* TÂCHE DONNÉE 1
Dresse la liste de tous les personnages du film désignés par un nom propre dans l'extrait sur Princesse Mononoke.
* TÂCHE DONNÉE 2
Renvoie mot pour mot le passage de l'extrait sur Princesse Mononoke qui va de « Un synopsis en » jusqu'à « route vers l’Ouest. ».

* EXTRAIT SOURCE
Sorti au Japon en 1997, Princesse Mononoke (Mononoke Hime en version originale) reste à ce jour l’un des films les plus puissants et les plus profonds du studio Ghibli. Imaginé et réalisé par le maître de l’animation Hayao Miyazaki, ce long-métrage marque un tournant dans sa filmographie en mêlant une vision sombre, parfois violente, du monde avec la poésie et la sensibilité qui lui sont propres. À la croisée du film épique, du conte mythologique et de la fable écologique, Princesse Mononoke est une œuvre dense, complexe, et résolument actuelle.
Si le public occidental l’a souvent découvert tardivement, notamment grâce à sa sortie internationale en 1999, le film a connu un immense succès au Japon dès sa sortie, devenant à l’époque le plus gros succès national de l’histoire du box-office nippon (avant d’être détrôné deux ans plus tard par Le Voyage de Chihiro, du même Miyazaki). Le film a reçu un accueil critique dithyrambique dans le monde entier, tant pour la richesse de son propos que pour sa qualité d’animation.
Un synopsis en forme de quête initiatique
Le film s’ouvre dans le Japon médiéval, à l’époque de Muromachi (1336-1573), une ère de bouleversements sociaux et technologiques. Le jeune prince Ashitaka, dernier héritier du clan Emishi, sauve son village en affrontant un démon sanglier qui ravage tout sur son passage. Durant le combat, il est touché au bras et se voit maudit : une marque noire se répand sur sa peau, présage de mort. Pour comprendre l’origine de cette malédiction et espérer y échapper, il prend la route vers l’Ouest.
Son voyage le conduit à la lisière d’une forêt sacrée habitée par les esprits anciens et protégée par des créatures mythiques, dont des dieux-animaux géants comme le grand cerf Shishigami et le redoutable dieu-loup Moro. Mais la forêt est menacée par l’exploitation humaine, incarnée par Dame Eboshi, une femme visionnaire et impitoyable à la tête de la Forge des forges, un complexe industriel en plein essor. Elle cherche à dompter la nature pour créer un monde plus égalitaire, notamment pour les lépreux et les prostituées qu’elle emploie et protège.
C’est au cœur de ce conflit entre la nature et la civilisation qu’Ashitaka rencontre San, une jeune fille élevée par des loups, connue sous le nom de Princesse Mononoke. Farouchement opposée aux humains, elle incarne la rage de la forêt. Pris entre deux mondes, Ashitaka tente de réconcilier les camps, tout en luttant contre sa propre fin annoncée.

* LIGNES DE DONNÉES
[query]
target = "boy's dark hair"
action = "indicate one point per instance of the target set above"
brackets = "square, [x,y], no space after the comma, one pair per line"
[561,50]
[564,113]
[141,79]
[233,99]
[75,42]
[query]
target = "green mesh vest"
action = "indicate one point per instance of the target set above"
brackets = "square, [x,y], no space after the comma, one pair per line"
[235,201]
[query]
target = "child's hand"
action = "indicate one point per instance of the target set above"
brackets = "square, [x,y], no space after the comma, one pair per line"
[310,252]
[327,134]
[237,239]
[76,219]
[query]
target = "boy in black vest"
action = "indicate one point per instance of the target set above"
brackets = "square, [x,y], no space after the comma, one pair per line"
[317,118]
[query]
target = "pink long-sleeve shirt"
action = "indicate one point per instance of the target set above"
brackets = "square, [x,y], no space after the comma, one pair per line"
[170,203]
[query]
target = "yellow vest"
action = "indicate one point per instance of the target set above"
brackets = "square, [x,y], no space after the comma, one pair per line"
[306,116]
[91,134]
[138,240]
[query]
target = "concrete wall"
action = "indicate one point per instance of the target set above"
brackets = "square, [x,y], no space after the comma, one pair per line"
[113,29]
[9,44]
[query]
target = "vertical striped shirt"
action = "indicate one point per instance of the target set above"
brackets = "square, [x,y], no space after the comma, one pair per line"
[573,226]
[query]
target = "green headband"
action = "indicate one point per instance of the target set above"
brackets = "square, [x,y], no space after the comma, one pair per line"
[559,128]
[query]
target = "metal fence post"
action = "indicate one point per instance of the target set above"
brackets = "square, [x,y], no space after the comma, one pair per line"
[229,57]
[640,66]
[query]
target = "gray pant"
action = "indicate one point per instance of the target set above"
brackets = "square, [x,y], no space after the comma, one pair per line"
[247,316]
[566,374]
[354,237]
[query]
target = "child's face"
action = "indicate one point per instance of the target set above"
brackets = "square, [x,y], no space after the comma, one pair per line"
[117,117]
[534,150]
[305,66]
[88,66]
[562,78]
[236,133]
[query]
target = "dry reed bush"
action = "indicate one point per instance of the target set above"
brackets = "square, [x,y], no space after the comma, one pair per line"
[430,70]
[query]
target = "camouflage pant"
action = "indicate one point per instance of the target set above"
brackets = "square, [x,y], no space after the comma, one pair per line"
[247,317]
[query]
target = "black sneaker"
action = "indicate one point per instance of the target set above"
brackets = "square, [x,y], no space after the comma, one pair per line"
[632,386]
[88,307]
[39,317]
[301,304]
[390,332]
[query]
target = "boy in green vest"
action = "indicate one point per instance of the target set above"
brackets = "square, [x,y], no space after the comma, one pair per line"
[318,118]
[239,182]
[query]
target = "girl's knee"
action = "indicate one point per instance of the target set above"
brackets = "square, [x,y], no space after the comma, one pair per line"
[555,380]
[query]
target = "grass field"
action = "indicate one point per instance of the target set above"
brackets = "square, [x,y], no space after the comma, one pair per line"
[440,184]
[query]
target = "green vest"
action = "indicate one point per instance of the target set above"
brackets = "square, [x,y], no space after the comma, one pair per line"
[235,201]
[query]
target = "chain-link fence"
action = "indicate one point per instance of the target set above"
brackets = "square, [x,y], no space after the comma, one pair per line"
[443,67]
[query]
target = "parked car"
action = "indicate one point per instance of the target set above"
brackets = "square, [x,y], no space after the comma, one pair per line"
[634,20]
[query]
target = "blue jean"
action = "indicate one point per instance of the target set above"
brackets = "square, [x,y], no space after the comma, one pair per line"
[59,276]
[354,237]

* RÉPONSE 1
Ashitaka, Shishigami, Moro, Dame Eboshi, San

* RÉPONSE 2
Un synopsis en forme de quête initiatique
Le film s’ouvre dans le Japon médiéval, à l’époque de Muromachi (1336-1573), une ère de bouleversements sociaux et technologiques. Le jeune prince Ashitaka, dernier héritier du clan Emishi, sauve son village en affrontant un démon sanglier qui ravage tout sur son passage. Durant le combat, il est touché au bras et se voit maudit : une marque noire se répand sur sa peau, présage de mort. Pour comprendre l’origine de cette malédiction et espérer y échapper, il prend la route vers l’Ouest.